> WHAT NEEDS TO BE DONE
Reproduce, exactly and in full, only the lines below from the one containing "Spot the chevrolet" through the one containing "[(1007, 142), (231, 660)]".
'''
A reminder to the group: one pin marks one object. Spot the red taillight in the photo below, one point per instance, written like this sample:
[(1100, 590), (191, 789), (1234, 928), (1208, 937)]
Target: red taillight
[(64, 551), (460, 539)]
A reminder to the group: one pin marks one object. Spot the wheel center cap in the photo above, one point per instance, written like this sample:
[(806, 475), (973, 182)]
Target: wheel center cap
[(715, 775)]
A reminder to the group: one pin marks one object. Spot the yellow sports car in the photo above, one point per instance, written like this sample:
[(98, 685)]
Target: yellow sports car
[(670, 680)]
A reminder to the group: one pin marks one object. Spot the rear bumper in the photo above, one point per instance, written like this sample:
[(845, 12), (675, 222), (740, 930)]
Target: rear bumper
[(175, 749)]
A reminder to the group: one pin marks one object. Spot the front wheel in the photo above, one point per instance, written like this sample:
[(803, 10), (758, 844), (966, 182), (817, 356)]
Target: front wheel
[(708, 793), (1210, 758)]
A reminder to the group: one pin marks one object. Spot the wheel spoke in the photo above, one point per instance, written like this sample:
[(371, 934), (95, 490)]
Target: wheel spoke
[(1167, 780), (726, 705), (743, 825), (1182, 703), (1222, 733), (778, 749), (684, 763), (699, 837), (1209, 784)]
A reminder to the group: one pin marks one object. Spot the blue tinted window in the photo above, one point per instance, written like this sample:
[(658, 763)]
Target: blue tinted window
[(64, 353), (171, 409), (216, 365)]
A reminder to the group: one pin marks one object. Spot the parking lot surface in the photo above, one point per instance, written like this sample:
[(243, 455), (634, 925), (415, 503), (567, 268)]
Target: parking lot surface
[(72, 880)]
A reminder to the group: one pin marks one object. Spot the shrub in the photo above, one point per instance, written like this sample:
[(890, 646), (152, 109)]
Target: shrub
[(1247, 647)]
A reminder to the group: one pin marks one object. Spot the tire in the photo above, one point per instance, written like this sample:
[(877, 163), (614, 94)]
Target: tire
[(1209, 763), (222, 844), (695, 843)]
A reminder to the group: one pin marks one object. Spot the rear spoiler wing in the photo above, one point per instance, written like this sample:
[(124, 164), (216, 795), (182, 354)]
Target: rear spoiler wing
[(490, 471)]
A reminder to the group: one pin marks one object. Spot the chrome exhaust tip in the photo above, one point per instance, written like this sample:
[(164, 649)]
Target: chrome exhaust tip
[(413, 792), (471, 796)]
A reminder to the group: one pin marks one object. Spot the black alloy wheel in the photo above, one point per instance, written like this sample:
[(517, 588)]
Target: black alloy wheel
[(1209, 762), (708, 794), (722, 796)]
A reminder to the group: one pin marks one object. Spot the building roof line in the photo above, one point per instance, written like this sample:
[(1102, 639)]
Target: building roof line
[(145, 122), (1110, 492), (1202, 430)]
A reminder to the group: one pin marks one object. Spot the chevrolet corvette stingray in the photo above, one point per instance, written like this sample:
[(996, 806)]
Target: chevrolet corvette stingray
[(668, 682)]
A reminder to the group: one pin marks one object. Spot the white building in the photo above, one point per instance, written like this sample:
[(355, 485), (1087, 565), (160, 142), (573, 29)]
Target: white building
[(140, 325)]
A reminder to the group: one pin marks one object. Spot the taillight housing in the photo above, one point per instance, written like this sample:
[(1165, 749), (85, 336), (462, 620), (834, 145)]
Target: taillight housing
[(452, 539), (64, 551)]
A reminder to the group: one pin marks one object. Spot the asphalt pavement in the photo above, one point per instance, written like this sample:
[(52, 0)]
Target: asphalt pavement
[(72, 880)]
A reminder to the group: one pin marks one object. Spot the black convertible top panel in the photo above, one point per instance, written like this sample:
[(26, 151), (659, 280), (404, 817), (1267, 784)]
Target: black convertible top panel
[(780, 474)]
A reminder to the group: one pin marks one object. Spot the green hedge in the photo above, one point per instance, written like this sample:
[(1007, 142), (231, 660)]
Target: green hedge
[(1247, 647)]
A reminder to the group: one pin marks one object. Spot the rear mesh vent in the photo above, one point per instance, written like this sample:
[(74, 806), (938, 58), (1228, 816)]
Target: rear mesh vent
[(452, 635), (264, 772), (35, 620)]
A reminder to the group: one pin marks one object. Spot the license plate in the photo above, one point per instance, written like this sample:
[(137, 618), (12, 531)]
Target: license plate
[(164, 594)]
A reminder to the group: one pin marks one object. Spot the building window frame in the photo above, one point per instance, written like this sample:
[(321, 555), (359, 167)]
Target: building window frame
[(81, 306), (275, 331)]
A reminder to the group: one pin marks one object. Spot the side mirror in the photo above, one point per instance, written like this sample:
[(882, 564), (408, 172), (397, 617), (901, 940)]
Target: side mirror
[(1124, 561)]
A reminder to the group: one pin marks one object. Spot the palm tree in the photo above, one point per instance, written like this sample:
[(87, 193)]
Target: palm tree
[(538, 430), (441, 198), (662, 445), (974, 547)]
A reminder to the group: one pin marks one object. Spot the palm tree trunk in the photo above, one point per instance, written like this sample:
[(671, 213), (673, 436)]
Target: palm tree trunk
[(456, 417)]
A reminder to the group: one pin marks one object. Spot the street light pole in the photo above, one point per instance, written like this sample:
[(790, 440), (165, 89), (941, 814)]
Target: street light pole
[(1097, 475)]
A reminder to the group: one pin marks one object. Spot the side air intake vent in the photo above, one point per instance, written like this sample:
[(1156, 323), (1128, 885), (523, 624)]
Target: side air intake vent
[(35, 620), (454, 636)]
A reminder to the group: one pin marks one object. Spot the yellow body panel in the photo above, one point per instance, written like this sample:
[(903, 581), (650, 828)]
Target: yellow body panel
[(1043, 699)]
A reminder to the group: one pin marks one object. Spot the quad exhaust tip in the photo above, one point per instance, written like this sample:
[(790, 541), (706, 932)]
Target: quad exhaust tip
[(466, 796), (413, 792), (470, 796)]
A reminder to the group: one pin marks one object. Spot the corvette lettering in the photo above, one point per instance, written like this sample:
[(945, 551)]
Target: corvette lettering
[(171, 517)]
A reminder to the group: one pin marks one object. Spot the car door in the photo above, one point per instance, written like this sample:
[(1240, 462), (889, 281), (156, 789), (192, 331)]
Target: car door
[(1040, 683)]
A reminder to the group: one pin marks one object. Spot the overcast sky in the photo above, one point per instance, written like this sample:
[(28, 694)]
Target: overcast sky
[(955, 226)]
'''
> TASK OUTPUT
A reminder to the group: one pin marks one object. Spot the chevrolet corvette stingray in the photo above, one point per instance, written like this sample:
[(996, 806)]
Target: chevrolet corvette stingray
[(668, 682)]
A reminder to the group: one pin marks one object. Spot the white building in the photo above, one point per instance, written like this sample:
[(355, 485), (1087, 565), (160, 142), (573, 29)]
Target: white building
[(140, 325)]
A reminder to the group: one pin marks one object. Spot the taillight housing in the photo above, one point per instance, written like this sample:
[(1165, 749), (85, 336), (462, 620), (834, 145)]
Target: taillight housing
[(452, 539), (64, 551)]
A reminder to the group: one pin marks one object. Spot the asphalt pavement in the photo above, one point per instance, written like this sample:
[(52, 0)]
Target: asphalt pavement
[(72, 880)]
A reminder to the group: one pin marks one object. Spot the black convertible top panel in the photo above, one point per instance, written like this sample:
[(26, 151), (659, 280), (404, 817), (1267, 784)]
Target: black convertible top panel
[(780, 474)]
A reminder to the group: one pin marks one object. Spot the green hedge in the photo above, one point per instance, written like this sample:
[(1007, 142), (231, 660)]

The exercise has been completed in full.